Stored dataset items
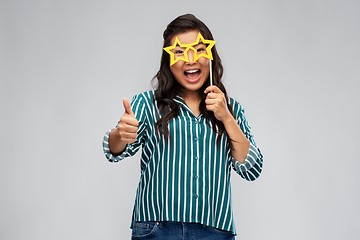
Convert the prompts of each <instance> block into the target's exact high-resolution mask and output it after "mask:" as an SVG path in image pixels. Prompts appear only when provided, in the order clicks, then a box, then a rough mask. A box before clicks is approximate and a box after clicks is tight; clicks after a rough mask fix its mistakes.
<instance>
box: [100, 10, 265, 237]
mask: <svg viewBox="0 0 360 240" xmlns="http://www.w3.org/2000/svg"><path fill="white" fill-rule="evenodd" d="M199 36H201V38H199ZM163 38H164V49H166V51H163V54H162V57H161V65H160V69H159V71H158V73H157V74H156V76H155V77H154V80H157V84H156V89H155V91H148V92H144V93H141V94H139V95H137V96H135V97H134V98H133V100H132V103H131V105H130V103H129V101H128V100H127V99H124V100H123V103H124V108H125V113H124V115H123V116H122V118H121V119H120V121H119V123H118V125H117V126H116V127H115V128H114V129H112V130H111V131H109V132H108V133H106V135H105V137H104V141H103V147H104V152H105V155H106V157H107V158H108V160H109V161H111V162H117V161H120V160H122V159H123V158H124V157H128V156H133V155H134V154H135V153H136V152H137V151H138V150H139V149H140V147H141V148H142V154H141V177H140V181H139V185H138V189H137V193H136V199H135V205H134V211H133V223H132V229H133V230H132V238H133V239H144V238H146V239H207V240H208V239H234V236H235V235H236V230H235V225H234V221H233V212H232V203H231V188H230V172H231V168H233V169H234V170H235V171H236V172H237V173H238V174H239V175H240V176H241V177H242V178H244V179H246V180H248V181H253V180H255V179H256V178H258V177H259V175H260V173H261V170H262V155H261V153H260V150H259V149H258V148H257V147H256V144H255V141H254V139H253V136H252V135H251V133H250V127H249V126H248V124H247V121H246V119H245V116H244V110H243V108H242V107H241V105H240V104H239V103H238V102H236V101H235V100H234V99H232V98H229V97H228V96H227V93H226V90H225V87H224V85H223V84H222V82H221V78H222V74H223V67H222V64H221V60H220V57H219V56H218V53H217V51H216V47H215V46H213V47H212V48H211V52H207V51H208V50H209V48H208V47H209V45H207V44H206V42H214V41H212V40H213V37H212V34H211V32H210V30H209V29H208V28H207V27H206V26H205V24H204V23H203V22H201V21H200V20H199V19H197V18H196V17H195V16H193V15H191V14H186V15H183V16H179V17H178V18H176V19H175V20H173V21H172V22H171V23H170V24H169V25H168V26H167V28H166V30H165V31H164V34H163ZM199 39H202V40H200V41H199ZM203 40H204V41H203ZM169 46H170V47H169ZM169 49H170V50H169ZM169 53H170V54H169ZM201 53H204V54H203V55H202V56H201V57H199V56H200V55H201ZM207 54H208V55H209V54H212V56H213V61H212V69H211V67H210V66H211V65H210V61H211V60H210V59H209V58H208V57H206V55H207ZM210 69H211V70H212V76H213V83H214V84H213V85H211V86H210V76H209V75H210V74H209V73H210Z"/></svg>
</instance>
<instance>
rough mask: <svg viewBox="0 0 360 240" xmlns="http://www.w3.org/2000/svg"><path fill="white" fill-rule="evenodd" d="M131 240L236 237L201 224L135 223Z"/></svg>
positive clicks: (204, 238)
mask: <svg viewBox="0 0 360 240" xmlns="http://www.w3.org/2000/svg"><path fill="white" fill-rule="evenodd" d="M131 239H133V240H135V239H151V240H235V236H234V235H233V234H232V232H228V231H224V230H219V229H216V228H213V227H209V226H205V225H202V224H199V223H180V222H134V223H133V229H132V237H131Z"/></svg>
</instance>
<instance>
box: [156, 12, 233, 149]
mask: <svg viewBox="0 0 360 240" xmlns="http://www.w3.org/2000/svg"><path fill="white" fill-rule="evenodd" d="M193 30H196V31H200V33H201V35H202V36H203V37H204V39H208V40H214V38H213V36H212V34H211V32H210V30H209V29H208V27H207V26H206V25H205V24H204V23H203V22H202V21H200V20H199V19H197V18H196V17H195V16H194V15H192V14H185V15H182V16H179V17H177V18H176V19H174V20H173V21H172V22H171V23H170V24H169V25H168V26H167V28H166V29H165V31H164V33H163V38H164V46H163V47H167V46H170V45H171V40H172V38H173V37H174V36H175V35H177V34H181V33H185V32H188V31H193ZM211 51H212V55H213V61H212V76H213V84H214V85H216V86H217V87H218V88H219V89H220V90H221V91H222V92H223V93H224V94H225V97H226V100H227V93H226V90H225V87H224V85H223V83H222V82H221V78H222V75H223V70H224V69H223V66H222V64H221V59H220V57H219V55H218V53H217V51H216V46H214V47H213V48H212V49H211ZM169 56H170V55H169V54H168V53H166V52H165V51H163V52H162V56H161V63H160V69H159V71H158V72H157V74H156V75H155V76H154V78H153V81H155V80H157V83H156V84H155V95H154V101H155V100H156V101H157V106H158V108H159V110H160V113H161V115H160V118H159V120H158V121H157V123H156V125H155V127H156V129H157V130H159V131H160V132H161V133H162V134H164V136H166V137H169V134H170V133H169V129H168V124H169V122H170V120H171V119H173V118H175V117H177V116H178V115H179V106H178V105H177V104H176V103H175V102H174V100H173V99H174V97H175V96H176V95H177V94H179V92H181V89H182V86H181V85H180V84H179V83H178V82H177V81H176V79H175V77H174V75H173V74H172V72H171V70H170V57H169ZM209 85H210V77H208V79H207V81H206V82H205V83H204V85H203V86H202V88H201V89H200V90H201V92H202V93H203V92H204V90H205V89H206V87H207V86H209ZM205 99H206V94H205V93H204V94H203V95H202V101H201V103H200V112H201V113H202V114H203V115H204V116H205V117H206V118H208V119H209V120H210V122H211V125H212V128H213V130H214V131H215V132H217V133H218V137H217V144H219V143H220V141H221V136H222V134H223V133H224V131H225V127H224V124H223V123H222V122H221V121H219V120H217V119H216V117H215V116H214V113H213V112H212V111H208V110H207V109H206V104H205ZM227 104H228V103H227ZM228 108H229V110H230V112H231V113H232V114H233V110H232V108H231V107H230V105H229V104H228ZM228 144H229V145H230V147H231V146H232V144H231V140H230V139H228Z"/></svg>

— TASK OBJECTIVE —
Retype every one of the records above line for line, with no changes. Leave out the pictures.

— RESPONSE BELOW —
Convert the prompts of each <instance> block into the target's exact high-resolution mask and output it after "mask:" as an SVG path in image pixels. Prompts appear only when provided, in the order clicks, then a box, then a rough mask. A box before clicks is approximate and a box after clicks is tight; clicks after a rough mask fix its mistakes.
<instance>
box: [100, 10, 265, 237]
mask: <svg viewBox="0 0 360 240" xmlns="http://www.w3.org/2000/svg"><path fill="white" fill-rule="evenodd" d="M199 36H201V38H199ZM163 38H164V49H166V51H163V54H162V57H161V65H160V69H159V71H158V73H157V74H156V76H155V77H154V80H157V84H156V89H155V91H148V92H144V93H141V94H139V95H137V96H135V97H134V98H133V100H132V103H131V105H130V103H129V101H128V100H127V99H124V100H123V103H124V108H125V113H124V115H123V116H122V118H121V119H120V121H119V123H118V125H117V126H116V127H115V128H114V129H112V130H111V131H109V132H108V133H106V135H105V137H104V141H103V147H104V152H105V155H106V157H107V158H108V160H109V161H111V162H117V161H120V160H122V159H123V158H124V157H128V156H133V155H134V154H135V153H136V152H137V151H138V150H139V149H140V147H141V148H142V154H141V177H140V181H139V185H138V189H137V193H136V199H135V205H134V211H133V223H132V229H133V230H132V238H133V239H144V238H146V239H207V240H208V239H234V236H235V235H236V230H235V225H234V221H233V212H232V203H231V188H230V172H231V168H233V169H234V170H235V171H236V172H237V173H238V174H239V175H240V176H241V177H242V178H244V179H246V180H248V181H253V180H255V179H256V178H258V177H259V175H260V173H261V170H262V155H261V153H260V150H259V149H258V148H257V147H256V144H255V141H254V139H253V136H252V135H251V133H250V127H249V126H248V124H247V121H246V119H245V116H244V110H243V108H242V107H241V105H240V104H239V103H238V102H236V101H235V100H234V99H232V98H229V97H228V96H227V93H226V90H225V87H224V85H223V84H222V82H221V78H222V74H223V67H222V64H221V60H220V57H219V56H218V53H217V51H216V47H215V46H213V47H212V48H211V52H207V51H208V50H209V48H208V47H209V45H207V44H206V42H214V41H212V40H213V37H212V34H211V32H210V30H209V29H208V28H207V27H206V26H205V24H204V23H203V22H201V21H200V20H199V19H197V18H196V17H195V16H193V15H191V14H186V15H183V16H179V17H178V18H176V19H175V20H173V21H172V22H171V23H170V24H169V25H168V26H167V28H166V30H165V31H164V34H163ZM199 39H202V40H200V41H199ZM203 40H204V41H203ZM169 46H170V47H169ZM169 49H170V50H169ZM169 53H170V54H169ZM201 53H204V54H203V55H202V56H201V57H199V56H200V55H201ZM207 54H208V55H209V54H212V56H213V61H212V69H211V67H210V66H211V65H210V61H211V60H210V59H209V58H208V57H206V55H207ZM210 69H211V70H212V76H213V83H214V84H213V85H211V86H210V76H209V75H210V74H209V73H210Z"/></svg>
</instance>
<instance>
rough mask: <svg viewBox="0 0 360 240" xmlns="http://www.w3.org/2000/svg"><path fill="white" fill-rule="evenodd" d="M131 240L236 237L201 224L135 223Z"/></svg>
positive clicks: (204, 238)
mask: <svg viewBox="0 0 360 240" xmlns="http://www.w3.org/2000/svg"><path fill="white" fill-rule="evenodd" d="M131 239H133V240H135V239H151V240H235V236H234V235H233V234H232V232H228V231H224V230H219V229H216V228H213V227H209V226H205V225H202V224H199V223H180V222H134V223H133V229H132V237H131Z"/></svg>
</instance>
<instance>
box: [156, 12, 233, 149]
mask: <svg viewBox="0 0 360 240" xmlns="http://www.w3.org/2000/svg"><path fill="white" fill-rule="evenodd" d="M193 30H196V31H200V33H201V35H202V36H203V37H204V39H208V40H214V38H213V36H212V34H211V32H210V30H209V29H208V27H207V26H206V25H205V24H204V23H203V22H202V21H200V20H199V19H197V18H196V17H195V16H194V15H192V14H185V15H182V16H179V17H177V18H176V19H174V20H173V21H172V22H171V23H170V24H169V25H168V26H167V28H166V29H165V31H164V33H163V38H164V46H163V47H167V46H170V45H171V40H172V38H173V37H174V36H175V35H177V34H181V33H185V32H188V31H193ZM211 51H212V55H213V61H212V76H213V84H214V85H216V86H217V87H218V88H219V89H220V90H221V91H222V92H223V93H224V94H225V97H226V100H227V93H226V90H225V87H224V85H223V83H222V82H221V78H222V75H223V70H224V69H223V66H222V64H221V59H220V57H219V55H218V53H217V51H216V46H214V47H213V48H212V49H211ZM169 56H170V55H169V54H168V53H166V52H165V51H163V52H162V56H161V63H160V69H159V71H158V72H157V74H156V75H155V76H154V78H153V81H155V80H157V83H156V84H155V95H154V101H155V100H156V101H157V106H158V108H159V110H160V113H161V115H160V118H159V120H158V121H157V123H156V125H155V127H156V129H157V130H159V131H160V132H161V133H162V134H164V136H166V137H169V134H170V133H169V129H168V124H169V122H170V120H171V119H173V118H175V117H177V116H178V115H179V106H178V105H177V104H176V103H175V102H174V100H173V99H174V97H175V96H176V95H177V94H179V92H181V89H182V86H181V85H180V84H179V83H178V82H177V81H176V79H175V77H174V75H173V74H172V72H171V70H170V57H169ZM209 85H210V77H208V79H207V81H206V82H205V83H204V85H203V86H202V88H201V89H200V90H201V92H202V93H203V92H204V90H205V89H206V87H207V86H209ZM205 99H206V94H205V93H204V94H203V95H202V101H201V103H200V112H201V113H202V114H203V115H204V116H205V117H206V118H208V119H209V120H210V122H211V125H212V128H213V130H214V131H215V132H217V133H218V137H217V144H219V143H220V141H221V136H222V134H223V133H224V131H225V127H224V124H223V123H222V122H221V121H219V120H217V119H216V117H215V116H214V113H213V112H212V111H208V110H207V109H206V104H205ZM227 104H228V103H227ZM228 108H229V110H230V112H231V113H232V114H233V110H232V108H231V107H230V105H229V104H228ZM228 144H229V145H230V147H231V146H232V144H231V140H230V139H228Z"/></svg>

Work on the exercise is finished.